:: Stored data ::

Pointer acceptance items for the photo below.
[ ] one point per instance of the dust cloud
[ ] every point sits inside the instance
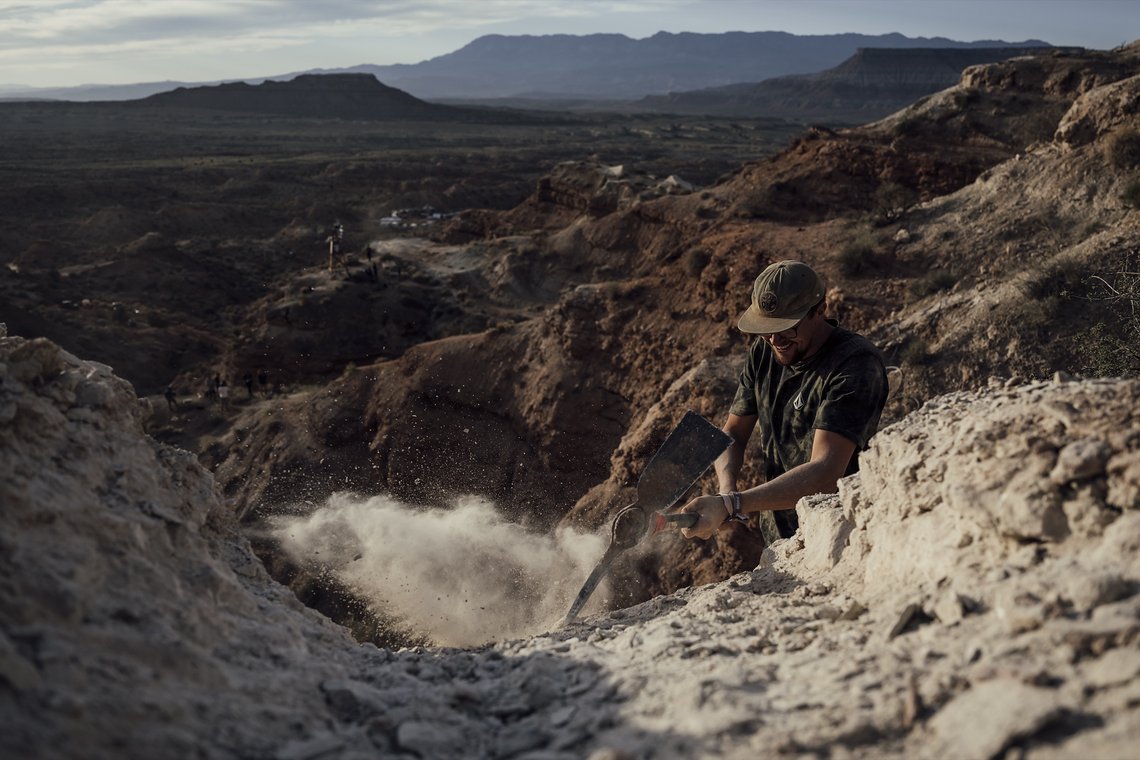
(462, 577)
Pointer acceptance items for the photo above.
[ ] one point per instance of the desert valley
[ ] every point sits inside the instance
(364, 546)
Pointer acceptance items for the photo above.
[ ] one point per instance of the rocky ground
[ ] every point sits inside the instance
(139, 623)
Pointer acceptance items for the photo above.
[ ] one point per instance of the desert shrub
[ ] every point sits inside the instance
(1091, 229)
(1131, 194)
(857, 255)
(966, 97)
(694, 261)
(934, 282)
(1123, 148)
(915, 351)
(1108, 354)
(908, 127)
(889, 203)
(1056, 280)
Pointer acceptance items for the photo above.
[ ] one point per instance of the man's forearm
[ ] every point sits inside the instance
(727, 467)
(782, 492)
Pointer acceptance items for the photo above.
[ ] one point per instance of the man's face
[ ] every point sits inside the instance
(790, 345)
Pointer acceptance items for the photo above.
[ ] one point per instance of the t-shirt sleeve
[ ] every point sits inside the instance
(743, 403)
(853, 400)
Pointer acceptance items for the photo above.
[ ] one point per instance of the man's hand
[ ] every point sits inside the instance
(713, 516)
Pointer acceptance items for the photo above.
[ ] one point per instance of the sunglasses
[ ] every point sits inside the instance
(783, 335)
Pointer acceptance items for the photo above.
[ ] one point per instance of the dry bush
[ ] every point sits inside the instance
(934, 282)
(1131, 194)
(856, 256)
(1123, 148)
(694, 261)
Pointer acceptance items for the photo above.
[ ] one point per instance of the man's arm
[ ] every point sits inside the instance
(727, 465)
(830, 455)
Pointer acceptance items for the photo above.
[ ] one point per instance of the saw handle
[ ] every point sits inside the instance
(683, 519)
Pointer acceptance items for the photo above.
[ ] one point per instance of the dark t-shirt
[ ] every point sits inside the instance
(841, 389)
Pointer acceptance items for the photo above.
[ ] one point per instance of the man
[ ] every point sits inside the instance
(816, 391)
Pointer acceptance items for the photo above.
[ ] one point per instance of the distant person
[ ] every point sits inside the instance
(814, 390)
(224, 393)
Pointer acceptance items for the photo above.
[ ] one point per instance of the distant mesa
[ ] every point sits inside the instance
(309, 96)
(868, 86)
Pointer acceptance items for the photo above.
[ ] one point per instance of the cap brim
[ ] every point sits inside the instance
(755, 321)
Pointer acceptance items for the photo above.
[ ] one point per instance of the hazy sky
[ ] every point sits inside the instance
(65, 42)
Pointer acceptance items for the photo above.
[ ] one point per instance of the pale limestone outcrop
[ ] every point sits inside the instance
(908, 619)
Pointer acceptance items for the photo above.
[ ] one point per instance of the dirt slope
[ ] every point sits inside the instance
(136, 622)
(1015, 194)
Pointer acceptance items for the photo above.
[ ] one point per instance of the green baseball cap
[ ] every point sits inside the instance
(781, 296)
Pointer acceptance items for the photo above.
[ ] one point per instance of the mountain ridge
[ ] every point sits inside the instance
(665, 63)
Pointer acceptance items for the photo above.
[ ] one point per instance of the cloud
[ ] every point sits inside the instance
(193, 39)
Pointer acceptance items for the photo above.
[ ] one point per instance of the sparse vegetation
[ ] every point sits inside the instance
(890, 202)
(1112, 349)
(1055, 282)
(915, 351)
(1131, 194)
(934, 282)
(694, 261)
(1123, 148)
(856, 256)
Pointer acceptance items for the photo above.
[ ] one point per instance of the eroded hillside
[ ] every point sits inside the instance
(137, 622)
(965, 235)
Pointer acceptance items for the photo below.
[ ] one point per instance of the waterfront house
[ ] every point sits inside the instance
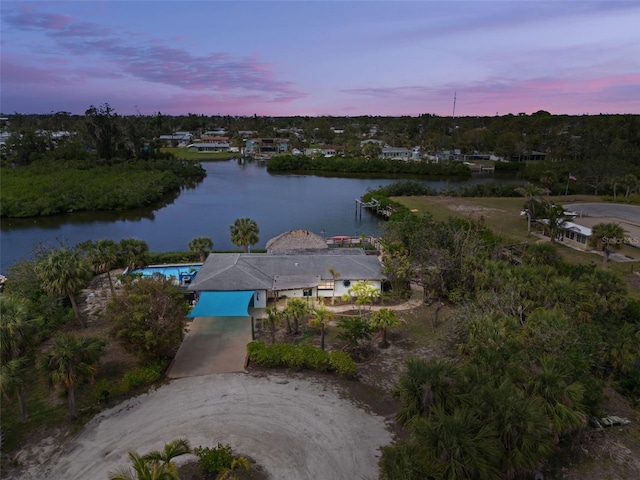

:::

- Activity: With the pictures removed, return the full listing exactly as given.

- Reply:
Pointer acceptance items for the photo below.
[ ] one point per instance of the dust cloud
[ ] every point sits inside the instance
(462, 577)
Pointer acceptance items for the photo above.
[ ] one point per instance of the desert valley
[ ] every point sits inside the instance
(364, 546)
Pointer acceptance items for the photo above.
[ ] one point per instance of the rocky ground
[ ] every point sits inside the instance
(139, 623)
Pointer acceptance items for the photo above.
[ ] one point per instance of the desert shrub
[ ] every point sits inside the instance
(1091, 229)
(1131, 194)
(857, 255)
(966, 97)
(694, 261)
(934, 282)
(1123, 148)
(915, 351)
(1108, 354)
(908, 127)
(889, 203)
(1056, 280)
Pointer acceptance items for the photo above.
[ ] one point per instance of the man's forearm
[ ] every point sits inside the instance
(727, 467)
(782, 492)
Pointer acceptance items for the photo above.
[ ] one point per instance of the man's face
[ ] every point sits inside the instance
(790, 345)
Pointer acceptance items for the photo above.
[ ] one point per instance of the t-shirt sleeve
[ ] every point sits inside the instance
(743, 403)
(853, 400)
Pointer acceptance items for the photo above.
[ ] one point per instance of the man's hand
[ ] every point sits inside the instance
(713, 516)
Pointer acceptance items for the photo above.
[ ] one point per instance of the sunglasses
[ ] every point sits inside the instance
(783, 335)
Pointer acceptance items for the photo above.
[ ] one point per instance of the dry bush
[ ] every point sits inside the instance
(934, 282)
(1131, 194)
(856, 256)
(1123, 148)
(694, 261)
Pointer acceptance items for the photo above.
[ ] one point per instance of the man's arm
[ ] every point sits inside the instance
(727, 465)
(830, 455)
Pointer acceptance items for the photo above.
[ ] one point per instance of the saw handle
[ ] every point sits inside the instance
(683, 519)
Pointer acceptance items for the photo above.
[ ] one point per instance of the dark t-shirt
[ ] every point sits inside the instance
(841, 389)
Pointer acceptance items for the photo above.
[ ] one point per instance of the man
[ ] every point sits inside the instance
(816, 391)
Pointer acceptance items for the photo above.
[ ] one point per instance of the distant person
[ ] every point sits inside the instance
(814, 390)
(224, 393)
Pointer acceptance items for the photo above.
[ ] one point per instance of the distant mesa
[ ] every point sits inside the instance
(309, 96)
(868, 86)
Pointer acceptance items for the photo above.
[ ] one point per instance of the cap brim
[ ] every point sits inside the instance
(755, 321)
Pointer acceptance items for the photo above.
[ ] one point per instance of the hazy sky
[ ] every point sits inside the instance
(65, 42)
Pointer acceptance items for the photo above.
[ ] one point per instance of the pale limestone outcrop
[ ] every point sits inside the instance
(908, 619)
Pointer acceptance items for the photo above.
[ ] one point per instance of the dirt slope
[ ] every point sits inside the instance
(136, 622)
(1015, 194)
Pointer acceptance items for the photo above.
[ ] one point per instance of the green baseball cap
[ ] every point sits inside the instance
(781, 296)
Pointer acceptance items for the photo above.
[ ] one point per instance of the mountain ridge
[ ] every point sits inside the instance
(665, 63)
Pointer acceptance items for the photo above.
[ ] one point per instance of the cloud
[ ] every point sits inside the instance
(193, 39)
Pointer acceptance items for the photo above.
[ ] one point per instance of the sparse vegetation
[ ] every point sits inside the instance
(890, 202)
(1112, 349)
(1055, 282)
(915, 351)
(1131, 194)
(934, 282)
(694, 261)
(1123, 148)
(856, 256)
Pointer acceptance items for the photo above.
[ ] one point per instance of the eroded hillside
[ ] every point sits inside the instance
(137, 622)
(965, 235)
Pointer acceptance items for the photo below.
[ ] one point per instance of the waterfront house
[ ] every point sits inside the instance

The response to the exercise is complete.